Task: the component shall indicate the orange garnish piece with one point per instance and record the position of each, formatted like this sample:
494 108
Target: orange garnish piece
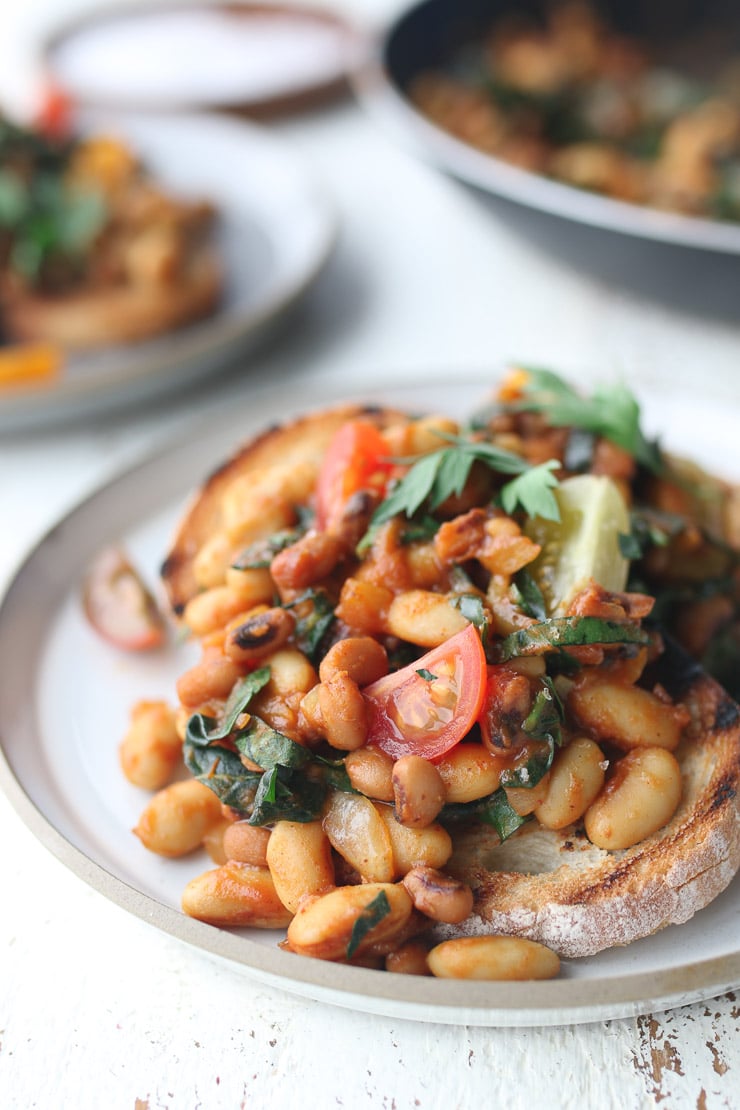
29 363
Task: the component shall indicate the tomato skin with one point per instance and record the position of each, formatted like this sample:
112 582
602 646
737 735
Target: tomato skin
356 458
54 115
445 708
119 606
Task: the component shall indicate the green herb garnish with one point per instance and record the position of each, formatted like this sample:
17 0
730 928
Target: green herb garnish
566 632
372 915
443 474
611 412
495 809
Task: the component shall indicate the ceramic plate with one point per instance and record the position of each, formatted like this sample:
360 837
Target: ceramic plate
68 787
262 59
425 36
276 231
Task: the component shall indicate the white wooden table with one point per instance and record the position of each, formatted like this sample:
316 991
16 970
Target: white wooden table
100 1010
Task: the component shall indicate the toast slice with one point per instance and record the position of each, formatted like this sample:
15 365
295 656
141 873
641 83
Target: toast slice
555 887
298 443
92 316
578 899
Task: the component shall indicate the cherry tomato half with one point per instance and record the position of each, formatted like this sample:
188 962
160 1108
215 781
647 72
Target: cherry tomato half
426 708
119 606
357 458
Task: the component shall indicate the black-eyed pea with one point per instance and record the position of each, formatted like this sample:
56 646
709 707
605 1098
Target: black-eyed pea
469 772
311 723
431 846
212 609
408 959
212 678
639 798
371 772
363 658
260 635
235 895
418 791
628 716
525 799
176 819
253 584
152 747
344 713
300 861
424 617
308 559
438 896
360 835
324 927
573 784
493 958
246 844
291 672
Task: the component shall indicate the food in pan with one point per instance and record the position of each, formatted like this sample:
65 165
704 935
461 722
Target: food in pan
570 98
93 250
441 720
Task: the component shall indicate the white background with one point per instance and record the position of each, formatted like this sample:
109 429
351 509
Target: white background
97 1009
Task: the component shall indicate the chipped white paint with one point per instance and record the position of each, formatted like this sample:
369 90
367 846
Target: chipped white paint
99 1010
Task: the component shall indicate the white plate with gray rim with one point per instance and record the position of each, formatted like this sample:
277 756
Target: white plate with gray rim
67 785
276 231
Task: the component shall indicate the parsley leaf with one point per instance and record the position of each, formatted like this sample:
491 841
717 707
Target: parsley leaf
533 492
611 412
442 474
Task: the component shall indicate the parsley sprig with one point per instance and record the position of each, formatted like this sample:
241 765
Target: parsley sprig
611 412
442 474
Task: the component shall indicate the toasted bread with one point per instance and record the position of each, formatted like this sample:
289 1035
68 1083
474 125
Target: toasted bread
301 442
559 889
99 315
554 887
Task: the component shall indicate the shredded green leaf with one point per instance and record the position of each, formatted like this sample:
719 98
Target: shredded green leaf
566 632
495 809
372 915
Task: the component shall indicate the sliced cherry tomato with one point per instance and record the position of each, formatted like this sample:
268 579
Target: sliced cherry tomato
426 708
54 114
357 458
119 606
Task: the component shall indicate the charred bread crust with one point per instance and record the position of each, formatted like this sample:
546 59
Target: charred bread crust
95 316
559 889
296 442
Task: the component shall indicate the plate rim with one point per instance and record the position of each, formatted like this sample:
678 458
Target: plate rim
383 98
212 337
553 1002
271 106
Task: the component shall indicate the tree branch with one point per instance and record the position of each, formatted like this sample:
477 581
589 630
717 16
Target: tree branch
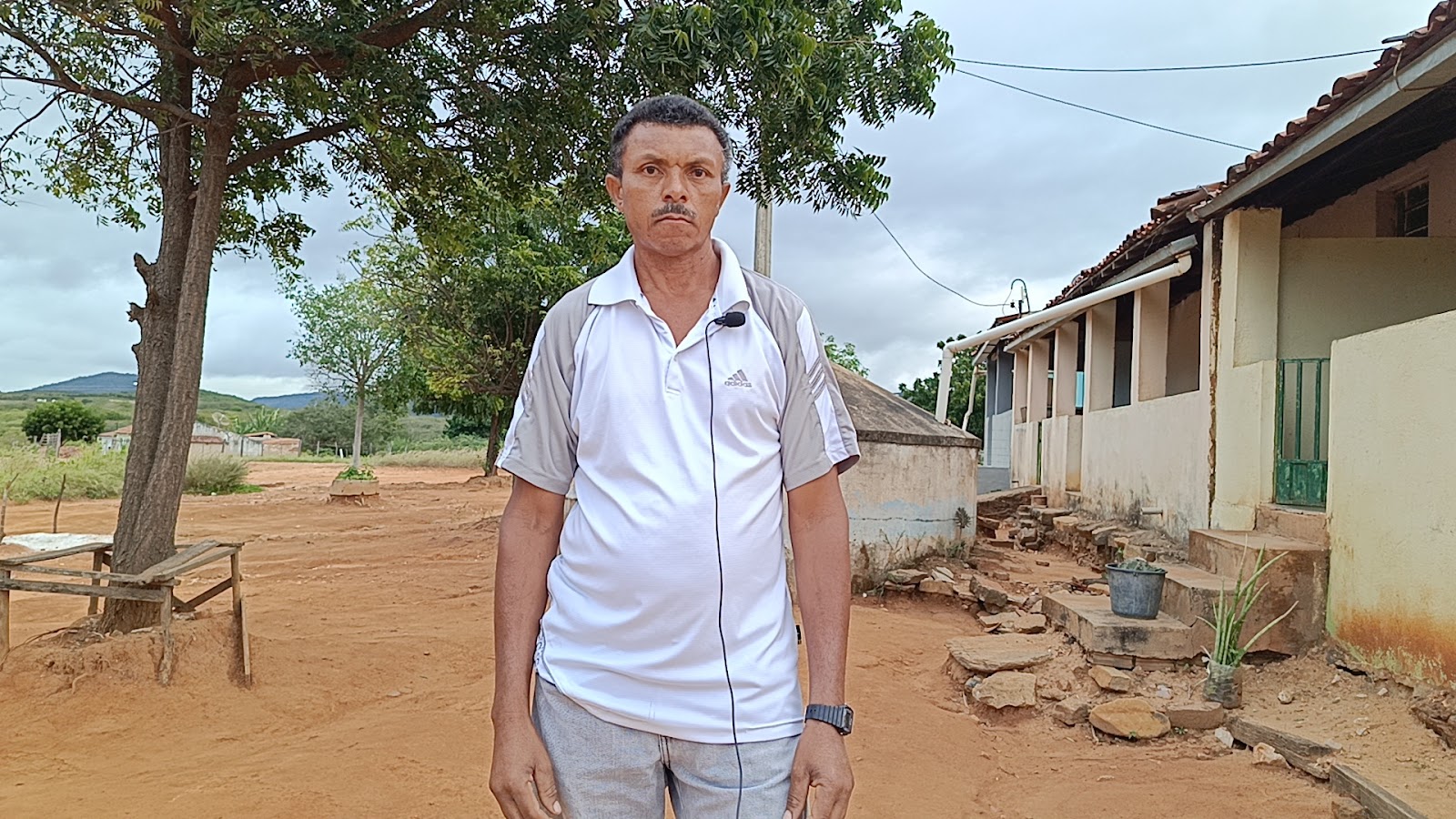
385 36
63 80
286 145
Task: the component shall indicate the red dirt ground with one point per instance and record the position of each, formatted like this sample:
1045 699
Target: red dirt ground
371 653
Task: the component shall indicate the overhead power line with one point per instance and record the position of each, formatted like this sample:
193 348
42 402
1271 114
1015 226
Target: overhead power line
1099 111
1155 69
948 288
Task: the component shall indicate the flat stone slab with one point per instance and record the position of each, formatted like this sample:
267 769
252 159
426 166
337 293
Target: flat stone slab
53 542
1130 717
1006 690
1001 653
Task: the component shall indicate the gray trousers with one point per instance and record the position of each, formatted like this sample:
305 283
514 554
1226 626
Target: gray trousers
606 771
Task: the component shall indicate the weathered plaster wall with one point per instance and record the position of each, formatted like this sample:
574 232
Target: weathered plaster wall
1332 288
902 503
1392 519
1152 453
1356 215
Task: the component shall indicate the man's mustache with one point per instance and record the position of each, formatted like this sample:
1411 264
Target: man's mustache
674 208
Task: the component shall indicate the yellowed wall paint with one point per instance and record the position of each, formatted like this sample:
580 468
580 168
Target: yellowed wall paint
1354 215
1152 453
1339 288
1392 518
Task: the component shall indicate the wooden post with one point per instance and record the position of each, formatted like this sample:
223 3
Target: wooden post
5 615
240 615
96 566
165 671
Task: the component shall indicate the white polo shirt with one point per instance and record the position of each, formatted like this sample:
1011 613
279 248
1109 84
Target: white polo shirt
612 402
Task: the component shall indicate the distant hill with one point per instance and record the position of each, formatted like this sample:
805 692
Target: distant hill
99 383
295 401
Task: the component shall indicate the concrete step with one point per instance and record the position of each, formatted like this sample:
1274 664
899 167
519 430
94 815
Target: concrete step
1293 522
1302 574
1091 622
1191 593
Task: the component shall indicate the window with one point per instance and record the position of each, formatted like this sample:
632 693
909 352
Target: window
1412 210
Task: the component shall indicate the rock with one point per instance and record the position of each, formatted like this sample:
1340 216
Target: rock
1130 717
1072 712
905 576
1006 690
997 620
999 653
989 593
1026 624
929 586
1264 753
1196 716
1111 680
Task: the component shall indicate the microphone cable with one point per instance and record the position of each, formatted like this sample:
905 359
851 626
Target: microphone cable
733 698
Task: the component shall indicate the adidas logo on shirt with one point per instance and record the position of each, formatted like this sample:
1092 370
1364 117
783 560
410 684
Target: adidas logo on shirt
739 379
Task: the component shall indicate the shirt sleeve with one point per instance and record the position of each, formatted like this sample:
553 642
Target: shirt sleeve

┄┄┄┄┄┄

■ **Goal of the exercise**
Pictures are not part of the copy; reproduce everything else in the records exactly.

■ **Expected answer**
Task: the component shall indicate the orange garnish piece with one point per instance and record the position of each, formatted like this sample:
494 108
Target: orange garnish piece
29 363
Task: the component shall indicate the tomato skin with one point per instance and record the position of each, formatted like this sample:
112 582
602 646
737 735
Target: tomato skin
356 458
54 115
445 708
119 606
Task: the component shall indicate the green herb garnish with one point per instance and record the position of each, formatted like this sample:
17 0
730 928
Target: green herb garnish
566 632
372 915
443 474
611 412
495 809
Task: the component shall indicate the ceramic plate with one point per instance and record the position of each, formatted like this sample:
360 837
Target: ceramic plate
68 787
262 59
425 36
276 231
Task: the component shall indicate the white wooden table with one point per instance and record the position of each, formatted like this sample:
316 991
16 970
Target: white wooden table
100 1010
Task: the component shall indicate the toast slice with one point per instance and record the position of each, formatted like this sample:
15 365
295 656
141 873
641 83
Target: toast slice
555 887
298 443
92 316
578 899
Task: the component shall indicate the cherry tomato half with one point per instance and record the position of each, formatted like this sample:
188 962
160 1108
215 781
647 72
Target: cherry tomato half
426 708
119 606
357 458
Task: the component shall indicate the black-eyed pea with one point per instance and record the position of each, formatted like this sample:
56 646
709 707
605 1098
Target: black-eyed pea
469 772
311 723
431 846
212 609
408 959
212 678
639 798
371 772
363 658
260 635
235 895
418 791
628 716
525 799
176 819
253 584
152 747
344 713
300 861
424 617
308 559
438 896
360 835
324 927
573 784
493 958
246 844
291 672
Task: the component shall indicate the food in pan with one point per instance and record the position of each, formatted like this sample:
65 165
704 935
461 722
Target: food in pan
570 98
93 250
441 720
Task: the component shall indicate the white background with one point per instance and record the position of each, formatted like this sample:
109 429
351 509
Target: white background
97 1009
Task: the component shall indicate the chipped white paint with one point per instance and record the position of each, formatted like this sample:
369 90
367 846
Target: chipped white paint
99 1010
Task: the component shall indicate the white plate with gray rim with one point per instance and record the position of each, formatted like this sample:
277 756
Target: white plate with gray rim
67 785
276 231
Task: the component shall indicate the parsley leaf with one point per instance and record the position of each, formatted like this sample:
491 841
717 707
Target: parsley leaf
533 492
611 412
442 474
Task: the component shall indicate the parsley sprig with one point per instance and record the position of each, formatted like this sample:
241 765
Target: parsley sprig
611 412
442 474
Task: the component shall indicate the toasted bread with one point per instance and record the position of each, formatted like this sample:
289 1035
68 1083
474 125
Target: toasted bread
301 442
559 889
99 315
554 887
Task: the component shall indicate the shredded green leaf with one point per instance and record the position of each, formatted like this sample:
719 98
Target: shredded green leaf
566 632
495 809
372 915
Task: the component shall indicate the sliced cherry tomato with one point per instance and record the position of each, formatted like this sample:
268 579
Target: sliced cherry tomato
426 708
54 114
357 458
119 606
Task: the component shall indicate the charred bread crust with one point per instance and record the position of each, formatted like this sample:
546 59
Target: charred bread crust
95 316
559 889
296 442
Task: the component shall indicate the plate rim with one point per instance and record the position of each, formatted like this sample:
678 458
Target: plate rim
383 98
212 337
553 1002
271 106
Task: the component shall indicate the tree branch with one point per instance and record the position of each, formatted like this sample:
477 581
589 630
717 16
Target: tree branch
385 36
63 80
286 145
Task: the component shall indicate the red dirt ground with one point per instance and record the position of each, formatted like this sample:
1045 699
Target: red dirt ground
371 653
Task: the component shall indicate the overhead power line with one point per instance and record the position of each, formatted like this sample:
193 348
42 402
1271 114
1015 226
Target: overhead power line
1099 111
1155 69
948 288
Task: the component shall indicate the flat stone slab with one point per instance and record the position of each, formatted like this sample:
267 769
252 159
426 166
337 293
Target: flat stone slab
53 542
1130 717
1006 690
1001 653
Task: the component shall indicate the gray trousers with one point per instance and record the position of each, formatted like this sample:
305 283
514 554
1226 626
Target: gray trousers
606 771
Task: the component shall indicate the weathered plaster wall with one point per instance and record the position of each, formatted like this sample:
574 232
Target: weathered plaster wall
1332 288
902 503
1392 519
1152 453
1356 215
Task: the component shall indicate the man's mustache with one point per instance and record the position of each, formatted like this sample:
1411 264
Target: man's mustache
674 208
Task: the component shall indicate the yellowed wall paint with one point per instance and record the position of each, formatted like this sample:
580 468
580 168
Target: yellowed wall paint
1354 215
1152 453
1339 288
1392 518
Task: the component shall indicate the wooden post with one point per instance and record the position of each, formatted like this sample:
223 3
Target: wooden post
5 615
240 615
96 566
165 671
Task: the component shall indicate the white polo shirt with one point per instance and record the position of each, formatted like this sample:
1011 613
279 248
1109 84
Target: white polo shirt
612 402
Task: the component shall indicate the distant hill with one point per instance and record the position of each, formatted like this sample:
805 692
Target: distant hill
99 383
295 401
Task: the component shall indicate the concrete step with one point per instance and record the position of each, formatted like this sample:
1274 664
899 167
519 430
94 815
Target: concrete step
1293 522
1302 574
1091 622
1191 593
Task: the component shall indicate the window with one point per instance and record the position of each, formatted like this sample:
632 693
909 352
Target: window
1412 210
Task: the component shall indicate the rock with one point per instance and record the position of each, formatted like this sample:
1340 216
Target: rock
1130 717
1072 712
905 576
1006 690
997 620
999 653
989 593
1026 624
929 586
1264 753
1196 716
1111 680
Task: the component shall indicate the microphone cable with one point per instance and record the position of each, formatted like this sample:
905 359
851 626
Target: microphone cable
733 698
Task: the component shall indicate the adidas logo on shirt with one point per instance and record the position of each, formatted like this sample:
1092 370
1364 117
783 560
410 684
Target: adidas logo on shirt
739 379
Task: the component shall indicate the shirt sleeve with one point per instance and record the position of each, formatted like this sample:
553 642
Target: shirt sleeve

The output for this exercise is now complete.